[Selected extract]:
◇ ◇ ◇
AA	American Airlines Inc.
AS	Alaska Airlines Inc.
B6	JetBlue Airways
DL	Delta Air Lines Inc.

df = df.reset_index() # resetting the index to be 0:n-1
df.head()

	carrier	name
0	9E	Endeavor Air Inc.
1	AA	American Airlines Inc.
2	AS	Alaska Airlines Inc.
3	B6	JetBlue Airways
4	DL	Delta Air Lines Inc.

Avoid non-unique indexes — they can lead to ambiguous behavior!

Knowledge Check

Working with DataFrame Indexes

What kind of index does the airports DataFrame currently use? Use .index to explore.
Is this a good index? Why or why not?
Set the faa column as the new index using .set_index().
Use .loc to look up the row for FAA code '4G0'. What is the altitude of this airport?
Reset the index. What happens to the faa column after you reset it?

8.6 Summary

In this chapter, you took your first deep dive into Pandas DataFrames — the central data structure for data analysis in Python. You learned that a DataFrame is essentially a table of data, where each column is a one-dimensional object called a Series. While Series and DataFrames are closely related, they behave differently and support different operations, and it’s important to recognize which you’re working with.

You also saw how to create Series objects manually and explored the concept of indexing — both in Series and in DataFrames. Indexing allows you to label and quickly access specific rows or columns, and gives structure to your data. We covered how to extract single rows and columns (which are treated as Series), how to interpret data types (dtype), and how to assign or reset index values.

Finally, you learned that Pandas provides accessors like .loc for retrieving data by label, and that setting a meaningful index can make your code more readable and efficient. As we continue through the book, you’ll see more examples of these techniques in action, and you’ll build the intuition for when and how to apply them in your own data projects.

Concept	What it is	Example
DataFrame	2D table of data	`df.head()`
Series	1D column/row	`df['carrier']`, `df.loc[0]`
Index	Labels for rows	`df.set_index('carrier')`

In the next chapter, you’ll begin working with real-world messy data — and the skills you learned here will make that much easier to manage.

8.7 Exercise: Exploring COVID-19 Data in Colleges

In the previous chapter’s exercise, you imported COVID-19 data related to U.S. colleges and universities using the New York Times dataset. Let’s now build on that by exploring and interacting with the structure of the DataFrame.

You can access the data again from this link: https://github.com/nytimes/covid-19-data/blob/master/colleges/colleges.csv

Step 1: Load the data

import pandas as pd

url = "https://raw.githubusercontent.com/nytimes/covid-19-data/master/colleges/colleges.csv"
covid = pd.read_csv(url)
covid.head()

	date	state	county	city	ipeds_id	college	cases	cases_2021	notes
0	2021-05-26	Alabama	Madison	Huntsville	100654	Alabama A&M University	41	NaN	NaN
1	2021-05-26	Alabama	Montgomery	Montgomery	100724	Alabama State University	2	NaN	NaN
2	2021-05-26	Alabama	Limestone	Athens	100812	Athens State University	45	10.0	NaN
3	2021-05-26	Alabama	Lee	Auburn	100858	Auburn University	2742	567.0	NaN
4	2021-05-26	Alabama	Montgomery	Montgomery	100830	Auburn University at Montgomery	220	80.0	NaN

Step 2: Working with the data

What is the current shape of the DataFrame? How many rows and columns does it have?
Use .info() to inspect the column names and data types. Are any of them unexpected?
Select the column containing cumulative cases (cases) and check its type and structure. Is it a Series or a DataFrame?
Try the following covid['cases'].sum(). What does this output represent? Try some other summary statistics. We’ll cover more summary statistics and aggregation methods in the next few chapters.

Step 3: Set and reset the index

What kind of index does the full covid DataFrame currently use?
Would any of the existing columns make a better index? If so, which one and why?
Set the ipeds_id column as the new index.
Use .loc[] to look up the row for where ipeds_id equals 201885 and report:
- Which university is this?
- What is the total number of cases?
Reset the index back to its original form.
◇ ◇ ◇
[Data]:

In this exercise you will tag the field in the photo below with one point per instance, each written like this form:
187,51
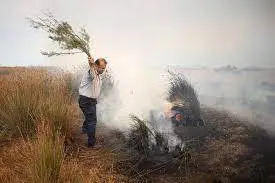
◇ ◇ ◇
[Prompt 1]: For each statement, say whether it agrees with the Pandas excerpt, and quote the exact words that decide it: (a) The excerpt advises against non-unique indexes. (b) Each column of a DataFrame is a two-dimensional object. (c) The COVID-19 college data comes from the New York Times dataset.
[Prompt 2]: In Step 3 of the exercise in the Pandas excerpt, which column are you told to set as the new index?
[Prompt 3]: Copy word for word the stretch of the Pandas excerpt from "Would any of" through "university is this?".
You will not need the material to do the tasks.

[Result 1]:
(a) Yes: "Avoid non-unique indexes — they can lead to ambiguous behavior!"
(b) No: "each column is a one-dimensional object called a Series"
(c) Yes: "using the New York Times dataset"

[Result 2]: The ipeds_id column.

[Result 3]:
Would any of the existing columns make a better index? If so, which one and why?
Set the ipeds_id column as the new index.
Use .loc[] to look up the row for where ipeds_id equals 201885 and report:
- Which university is this?